The exercise. Provide the data again in its entirety, exactly as given.

— start Supplied entries —

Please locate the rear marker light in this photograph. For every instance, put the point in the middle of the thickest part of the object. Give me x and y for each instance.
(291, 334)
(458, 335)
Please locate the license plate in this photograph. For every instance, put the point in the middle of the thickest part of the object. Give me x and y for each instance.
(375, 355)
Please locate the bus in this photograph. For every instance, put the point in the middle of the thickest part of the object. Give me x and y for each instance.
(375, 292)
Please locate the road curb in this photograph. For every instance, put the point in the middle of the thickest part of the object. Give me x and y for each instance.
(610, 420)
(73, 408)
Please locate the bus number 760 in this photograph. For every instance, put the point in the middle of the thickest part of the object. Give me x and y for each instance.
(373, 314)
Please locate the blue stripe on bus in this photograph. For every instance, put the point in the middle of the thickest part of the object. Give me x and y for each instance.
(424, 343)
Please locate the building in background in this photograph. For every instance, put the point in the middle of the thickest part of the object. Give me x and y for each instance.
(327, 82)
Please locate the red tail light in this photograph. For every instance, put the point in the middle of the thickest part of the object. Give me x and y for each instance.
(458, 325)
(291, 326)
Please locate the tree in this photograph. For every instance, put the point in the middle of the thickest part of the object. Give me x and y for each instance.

— end Supplied entries —

Exercise result.
Please locate the rear marker light in this photograph. For every instance, put the point in the middle of the thickest part of the object. Give me x and y for each instance.
(291, 334)
(458, 335)
Please locate the license plate in this photograph. For every instance, put the point in the middle of the thickest part of the object. Give me x and y for each instance.
(375, 355)
Please locate the bus in this photograph. For every instance, put the point in the middle of the thickest part of the object. Give me x and y for each instance.
(375, 292)
Please locate the road curb in this photograph. For every instance, put the point in the middle of the thickest part of the object. Give me x and y for each instance.
(610, 420)
(73, 408)
Please locate the bus number 760 in this photograph. For every instance, put the point in the middle of the thickest part of the object. Give me x and y for each instance.
(373, 314)
Please locate the blue stripe on bus in this photograph. For every instance, put the point in the middle of the thickest part of the object. Give me x and y for each instance.
(424, 343)
Please locate the building in background in this photograph. For every instance, put the point in the middle of the thickest part of the object. Give me x and y for each instance.
(327, 82)
Please locate the red tail light in this photograph. For every instance, put the point in the middle of the thickest part of the object. Give me x and y for each instance.
(458, 325)
(291, 326)
Please locate the tree in this photograph. For every instance, put the point in the middle of the thickest part of the object. Give me x and y for each instance.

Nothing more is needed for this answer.